**TASK TO COMPLETE**
Reproduce each of the following records word for word, changing nothing.
** START OF RECORDS SUPPLIED **
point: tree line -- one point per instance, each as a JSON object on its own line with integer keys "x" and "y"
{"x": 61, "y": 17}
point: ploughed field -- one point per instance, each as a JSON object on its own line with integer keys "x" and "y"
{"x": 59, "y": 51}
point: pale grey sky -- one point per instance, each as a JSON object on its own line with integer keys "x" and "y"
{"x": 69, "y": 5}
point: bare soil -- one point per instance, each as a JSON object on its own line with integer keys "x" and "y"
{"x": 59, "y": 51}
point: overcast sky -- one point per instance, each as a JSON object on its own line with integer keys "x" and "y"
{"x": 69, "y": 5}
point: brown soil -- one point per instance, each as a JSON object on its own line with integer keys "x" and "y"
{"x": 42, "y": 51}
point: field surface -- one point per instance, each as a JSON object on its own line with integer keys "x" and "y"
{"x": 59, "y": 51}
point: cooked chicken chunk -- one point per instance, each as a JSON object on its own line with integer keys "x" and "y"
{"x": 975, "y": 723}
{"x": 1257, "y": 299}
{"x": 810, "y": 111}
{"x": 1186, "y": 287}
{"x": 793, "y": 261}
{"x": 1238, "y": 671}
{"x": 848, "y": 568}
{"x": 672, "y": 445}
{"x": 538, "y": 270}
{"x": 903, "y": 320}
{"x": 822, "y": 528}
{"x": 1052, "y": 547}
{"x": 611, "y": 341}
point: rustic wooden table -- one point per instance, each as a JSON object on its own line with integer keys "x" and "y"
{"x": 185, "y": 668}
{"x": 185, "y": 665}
** END OF RECORDS SUPPLIED **
**OUTPUT OF THE TASK**
point: tree line -- one point per instance, each as a JSON object on its own line with integer keys "x" and "y"
{"x": 61, "y": 17}
point: ploughed field -- one point per instance, each as a JSON object on its own line with integer keys "x" and "y"
{"x": 59, "y": 51}
point: pale grey sky -- one point per instance, each as a JSON object on its own line with integer keys "x" and "y"
{"x": 69, "y": 5}
point: bare soil -- one point per instance, each as a JSON object on its own line with integer keys "x" and "y"
{"x": 59, "y": 51}
point: overcast sky -- one point per instance, each as a JSON object on its own line with integer keys "x" and "y"
{"x": 69, "y": 5}
point: brown soil -- one point per instance, each as a JSON object on its own line with integer keys "x" and "y"
{"x": 42, "y": 51}
point: field surface -- one point per instance, each as a JSON object on its own line with integer keys "x" and "y"
{"x": 59, "y": 51}
point: cooked chicken chunk -- one point per instance, each as a JSON object on its own line with integer keys "x" and "y"
{"x": 975, "y": 723}
{"x": 1257, "y": 299}
{"x": 810, "y": 111}
{"x": 1186, "y": 287}
{"x": 793, "y": 261}
{"x": 1238, "y": 671}
{"x": 848, "y": 568}
{"x": 672, "y": 445}
{"x": 538, "y": 270}
{"x": 903, "y": 320}
{"x": 822, "y": 528}
{"x": 1052, "y": 547}
{"x": 611, "y": 341}
point: rustic wooden table -- one point per instance, each as a JSON object on its own line with integer keys "x" and "y"
{"x": 185, "y": 668}
{"x": 185, "y": 665}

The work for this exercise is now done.